■ TASK DETAILS: Reproduce the following entries exactly, leaving nothing out.

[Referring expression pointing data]

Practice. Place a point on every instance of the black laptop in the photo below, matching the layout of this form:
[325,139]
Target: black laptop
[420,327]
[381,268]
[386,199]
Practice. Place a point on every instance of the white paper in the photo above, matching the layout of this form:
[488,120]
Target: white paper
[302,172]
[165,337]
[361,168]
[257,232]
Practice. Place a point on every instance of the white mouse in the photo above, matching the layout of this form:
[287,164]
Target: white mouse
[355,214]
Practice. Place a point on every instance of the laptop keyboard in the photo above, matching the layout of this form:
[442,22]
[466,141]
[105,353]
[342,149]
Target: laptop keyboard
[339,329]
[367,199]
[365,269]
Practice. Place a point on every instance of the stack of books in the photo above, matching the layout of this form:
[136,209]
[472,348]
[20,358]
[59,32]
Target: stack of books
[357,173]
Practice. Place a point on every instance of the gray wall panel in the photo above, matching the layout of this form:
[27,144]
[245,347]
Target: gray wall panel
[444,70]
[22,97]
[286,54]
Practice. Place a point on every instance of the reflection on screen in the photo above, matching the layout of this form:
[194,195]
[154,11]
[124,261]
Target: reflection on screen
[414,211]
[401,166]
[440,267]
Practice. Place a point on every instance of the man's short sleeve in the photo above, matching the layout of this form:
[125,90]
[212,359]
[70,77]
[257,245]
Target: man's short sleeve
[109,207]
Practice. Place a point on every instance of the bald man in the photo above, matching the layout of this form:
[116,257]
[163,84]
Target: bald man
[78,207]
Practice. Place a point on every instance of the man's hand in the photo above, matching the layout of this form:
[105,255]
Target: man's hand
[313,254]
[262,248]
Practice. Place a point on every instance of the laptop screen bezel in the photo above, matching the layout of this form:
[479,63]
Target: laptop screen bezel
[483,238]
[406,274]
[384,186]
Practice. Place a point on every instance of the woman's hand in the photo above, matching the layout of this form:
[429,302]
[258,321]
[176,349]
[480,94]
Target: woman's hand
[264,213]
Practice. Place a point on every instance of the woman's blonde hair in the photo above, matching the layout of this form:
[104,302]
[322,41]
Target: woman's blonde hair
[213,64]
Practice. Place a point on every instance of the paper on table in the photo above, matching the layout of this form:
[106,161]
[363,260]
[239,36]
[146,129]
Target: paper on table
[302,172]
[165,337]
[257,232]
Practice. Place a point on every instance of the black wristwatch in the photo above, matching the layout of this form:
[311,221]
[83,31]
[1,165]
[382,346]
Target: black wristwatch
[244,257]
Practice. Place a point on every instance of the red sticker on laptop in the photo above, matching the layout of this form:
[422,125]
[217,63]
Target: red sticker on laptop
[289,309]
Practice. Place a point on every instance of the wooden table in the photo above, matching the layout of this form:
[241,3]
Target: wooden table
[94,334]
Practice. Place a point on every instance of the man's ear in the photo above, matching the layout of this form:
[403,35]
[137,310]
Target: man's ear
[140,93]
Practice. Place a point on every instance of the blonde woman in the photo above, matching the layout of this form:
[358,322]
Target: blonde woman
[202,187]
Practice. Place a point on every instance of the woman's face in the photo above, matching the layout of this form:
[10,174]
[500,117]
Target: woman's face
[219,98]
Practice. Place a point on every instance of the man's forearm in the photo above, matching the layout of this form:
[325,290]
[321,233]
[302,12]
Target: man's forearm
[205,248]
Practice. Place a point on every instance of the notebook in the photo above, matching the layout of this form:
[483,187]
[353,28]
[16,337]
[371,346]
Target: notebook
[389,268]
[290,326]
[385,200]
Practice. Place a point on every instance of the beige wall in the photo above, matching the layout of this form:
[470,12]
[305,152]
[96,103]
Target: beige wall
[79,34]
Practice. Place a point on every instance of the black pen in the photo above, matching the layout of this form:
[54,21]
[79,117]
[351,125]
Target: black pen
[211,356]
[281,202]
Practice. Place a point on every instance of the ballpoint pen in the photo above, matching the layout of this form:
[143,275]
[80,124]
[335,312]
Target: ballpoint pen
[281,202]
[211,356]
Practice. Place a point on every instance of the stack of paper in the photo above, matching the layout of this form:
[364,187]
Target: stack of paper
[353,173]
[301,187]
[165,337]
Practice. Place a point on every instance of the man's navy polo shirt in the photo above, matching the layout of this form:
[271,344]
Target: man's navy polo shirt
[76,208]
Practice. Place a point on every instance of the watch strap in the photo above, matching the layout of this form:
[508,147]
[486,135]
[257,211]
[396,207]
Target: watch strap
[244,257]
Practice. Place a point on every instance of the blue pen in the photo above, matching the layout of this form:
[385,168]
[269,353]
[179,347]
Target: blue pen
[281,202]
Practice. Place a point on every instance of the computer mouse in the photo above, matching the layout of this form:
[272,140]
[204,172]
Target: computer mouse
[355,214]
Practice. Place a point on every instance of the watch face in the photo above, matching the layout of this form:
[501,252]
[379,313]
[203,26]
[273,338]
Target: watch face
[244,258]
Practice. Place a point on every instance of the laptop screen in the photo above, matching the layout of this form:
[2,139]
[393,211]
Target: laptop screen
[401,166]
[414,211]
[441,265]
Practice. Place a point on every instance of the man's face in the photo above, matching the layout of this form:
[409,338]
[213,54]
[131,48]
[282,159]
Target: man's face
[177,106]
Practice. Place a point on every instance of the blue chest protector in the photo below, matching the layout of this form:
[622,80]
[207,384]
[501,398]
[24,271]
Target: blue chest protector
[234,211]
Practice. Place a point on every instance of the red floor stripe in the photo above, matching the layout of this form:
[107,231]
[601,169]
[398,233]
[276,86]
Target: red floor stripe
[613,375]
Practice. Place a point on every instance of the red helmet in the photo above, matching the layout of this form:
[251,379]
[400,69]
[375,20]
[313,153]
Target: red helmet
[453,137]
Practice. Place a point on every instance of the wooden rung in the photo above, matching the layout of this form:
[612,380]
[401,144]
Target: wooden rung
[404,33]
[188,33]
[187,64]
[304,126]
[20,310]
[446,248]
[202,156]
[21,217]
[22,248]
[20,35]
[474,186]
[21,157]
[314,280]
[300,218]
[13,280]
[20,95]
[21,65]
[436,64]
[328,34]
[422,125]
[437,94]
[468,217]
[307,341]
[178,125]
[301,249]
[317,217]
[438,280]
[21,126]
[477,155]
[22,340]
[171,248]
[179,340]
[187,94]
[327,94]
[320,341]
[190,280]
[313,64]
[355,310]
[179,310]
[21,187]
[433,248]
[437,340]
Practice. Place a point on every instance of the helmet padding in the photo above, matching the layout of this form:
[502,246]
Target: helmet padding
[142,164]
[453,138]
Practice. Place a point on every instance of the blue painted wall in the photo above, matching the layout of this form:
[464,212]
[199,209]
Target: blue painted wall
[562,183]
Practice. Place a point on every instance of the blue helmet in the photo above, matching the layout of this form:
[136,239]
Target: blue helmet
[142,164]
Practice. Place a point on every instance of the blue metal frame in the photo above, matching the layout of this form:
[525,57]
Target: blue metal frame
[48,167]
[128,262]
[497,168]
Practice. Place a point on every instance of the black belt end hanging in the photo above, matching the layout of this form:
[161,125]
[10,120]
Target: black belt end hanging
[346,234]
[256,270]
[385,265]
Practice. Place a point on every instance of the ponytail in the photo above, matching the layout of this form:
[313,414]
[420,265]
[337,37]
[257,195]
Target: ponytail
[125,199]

■ ANSWER TO THE EXERCISE:
Practice. Place a point on every instance of the black laptop in the photo below, matching the layout of this form:
[325,139]
Target: black laptop
[420,327]
[381,268]
[386,199]
Practice. Place a point on every instance of the white paper in the photo above, matching the layout of this form:
[488,120]
Target: white paper
[302,172]
[165,337]
[361,168]
[257,232]
Practice. Place a point on every instance of the white mouse in the photo above, matching the layout of this form:
[287,164]
Target: white mouse
[355,214]
Practice. Place a point on every instance of the laptop keyboard in the photo above, matching the layout of this form:
[442,22]
[466,141]
[105,353]
[342,149]
Target: laptop keyboard
[339,329]
[367,199]
[365,269]
Practice. Place a point on every instance of the stack of books in the photo above, matching the layout of this form:
[136,209]
[472,348]
[20,358]
[59,32]
Target: stack of books
[357,173]
Practice. Place a point on every instance of the gray wall panel in the photo above, matching the layout of this form:
[27,144]
[245,347]
Target: gray wall panel
[444,70]
[22,97]
[286,54]
Practice. Place a point on every instance of the reflection on screen in the photo above, matching the layout of this form:
[194,195]
[154,11]
[124,261]
Target: reflection on screen
[414,211]
[401,166]
[440,267]
Practice. Place a point on every instance of the man's short sleeve in the photo above, matching the layout of this form:
[125,90]
[212,359]
[70,77]
[257,245]
Target: man's short sleeve
[109,207]
Practice. Place a point on every instance of the bald man in the photo above, matching the layout of this form:
[116,257]
[163,84]
Target: bald man
[78,207]
Practice. Place a point on every instance of the man's hand in the photo above, matching the layout of this form:
[105,255]
Target: man's hand
[313,254]
[262,248]
Practice. Place a point on every instance of the laptop screen bezel in the photo above, matching the layout of this form:
[479,63]
Target: laptop screen bezel
[483,238]
[406,274]
[384,186]
Practice. Place a point on every instance of the woman's hand in the photo above, matching the layout of this form:
[429,302]
[258,321]
[176,349]
[480,94]
Target: woman's hand
[264,213]
Practice. Place a point on every instance of the woman's blonde hair in the photo above, matching the layout of this form:
[104,302]
[322,41]
Target: woman's blonde hair
[213,64]
Practice. Place a point on every instance of the paper on table in the photo above, matching the layout of this form:
[106,161]
[363,260]
[239,36]
[146,129]
Target: paper on table
[302,172]
[165,337]
[257,232]
Practice. Place a point on every instance of the black wristwatch in the photo above, matching the layout of this form:
[311,221]
[83,31]
[1,165]
[382,346]
Target: black wristwatch
[244,257]
Practice. Place a point on every instance of the red sticker on laptop in the photo above, matching the layout of this form:
[422,125]
[217,63]
Target: red sticker on laptop
[289,309]
Practice. Place a point on every instance of the wooden table in the photo above, matching the layout of this form:
[241,3]
Target: wooden table
[94,334]
Practice. Place a point on every instance of the man's ear in the photo above, matching the layout of this form:
[403,35]
[137,310]
Target: man's ear
[140,93]
Practice. Place a point on every instance of the blonde woman in the photo above, matching the layout of this form:
[358,322]
Target: blonde woman
[202,187]
Practice. Place a point on every instance of the woman's face in the photo above, matching the layout of this form:
[10,174]
[500,117]
Target: woman's face
[219,98]
Practice. Place a point on every instance of the man's forearm in the photo above, matching the layout of this form:
[325,290]
[321,233]
[302,12]
Target: man's forearm
[205,248]
Practice. Place a point on every instance of the notebook in the photo above, matching the layout of this form:
[483,187]
[353,28]
[16,337]
[371,346]
Target: notebook
[389,268]
[290,326]
[385,200]
Practice. Place a point on every instance of the beige wall in the photo above, matching the layout of this form:
[470,12]
[305,152]
[96,103]
Target: beige wall
[79,34]
Practice. Place a point on every instance of the black pen in the photo above, matching the layout of this form:
[54,21]
[79,117]
[351,125]
Target: black pen
[211,356]
[281,202]
Practice. Place a point on every instance of the ballpoint pen in the photo above, matching the layout of this form:
[143,275]
[80,124]
[335,312]
Target: ballpoint pen
[281,202]
[211,356]
Practice. Place a point on every instance of the stack of paper in the photo above, matching the layout of this form:
[364,187]
Target: stack of paper
[353,173]
[301,187]
[165,337]
Practice. Place a point on every instance of the man's navy polo shirt in the photo above, matching the layout of this form:
[271,344]
Target: man's navy polo shirt
[76,208]
Practice. Place a point on every instance of the watch strap in the photo above, matching the layout of this form:
[508,147]
[486,135]
[257,211]
[396,207]
Target: watch strap
[244,257]
Practice. Place a point on every instance of the blue pen in the photo above, matching the layout of this form:
[385,168]
[269,353]
[179,347]
Target: blue pen
[281,202]
Practice. Place a point on every instance of the computer mouse in the photo above, matching the layout of this form:
[272,140]
[204,172]
Target: computer mouse
[355,214]
Practice. Place a point on every instance of the watch face in the photo above, matching the layout of this form:
[501,252]
[379,313]
[203,26]
[273,338]
Target: watch face
[244,258]
Practice. Place a point on every instance of the laptop screen in the photo above, matching the layout of this form:
[2,139]
[393,211]
Target: laptop screen
[401,166]
[414,211]
[441,265]
Practice. Place a point on every instance of the man's face in the photo above, matching the layout of this form:
[409,338]
[213,54]
[131,48]
[282,159]
Target: man's face
[177,106]
Practice. Place a point on every instance of the blue chest protector in the photo below, matching the layout of this form:
[622,80]
[207,384]
[501,398]
[24,271]
Target: blue chest protector
[234,211]
Practice. Place a point on every instance of the red floor stripe in the photo above, matching the layout of this form:
[107,231]
[601,169]
[398,233]
[276,86]
Target: red floor stripe
[613,375]
Practice. Place a point on every instance of the red helmet in the photo above, matching the layout of this form:
[251,379]
[400,69]
[375,20]
[313,153]
Target: red helmet
[453,137]
Practice. Place a point on every instance of the wooden rung in the photo above, matching the layout of this form:
[612,380]
[401,144]
Target: wooden rung
[404,33]
[188,33]
[187,64]
[304,126]
[20,310]
[446,248]
[202,156]
[21,217]
[22,248]
[20,35]
[474,186]
[21,157]
[314,280]
[300,218]
[13,280]
[20,95]
[21,65]
[436,64]
[328,34]
[422,125]
[437,94]
[468,217]
[307,341]
[178,125]
[301,249]
[317,217]
[438,280]
[21,126]
[477,155]
[22,340]
[171,248]
[179,340]
[187,94]
[327,94]
[320,341]
[190,280]
[313,64]
[355,310]
[179,310]
[21,187]
[433,248]
[437,340]
Practice. Place a point on every instance of the helmet padding in the photo above, matching the layout of this form:
[502,246]
Target: helmet padding
[142,164]
[453,138]
Practice. Place a point on every instance of the blue painted wall in the photo above, matching the layout of this form:
[464,212]
[199,209]
Target: blue painted wall
[562,183]
Practice. Place a point on every instance of the blue helmet in the photo above, matching the layout of this form:
[136,239]
Target: blue helmet
[142,164]
Practice. Place a point on every instance of the blue metal frame in the photo above, matching the layout of this form:
[525,57]
Target: blue metal frame
[48,167]
[128,262]
[497,168]
Practice. Place a point on every instance of the black belt end hanging in the photo above, matching the layout of this form:
[161,125]
[10,120]
Target: black belt end hanging
[346,234]
[256,270]
[385,265]
Practice. Place a point on every instance of the ponytail in the photo above, matching the layout of this form:
[313,414]
[420,265]
[337,37]
[257,195]
Target: ponytail
[125,199]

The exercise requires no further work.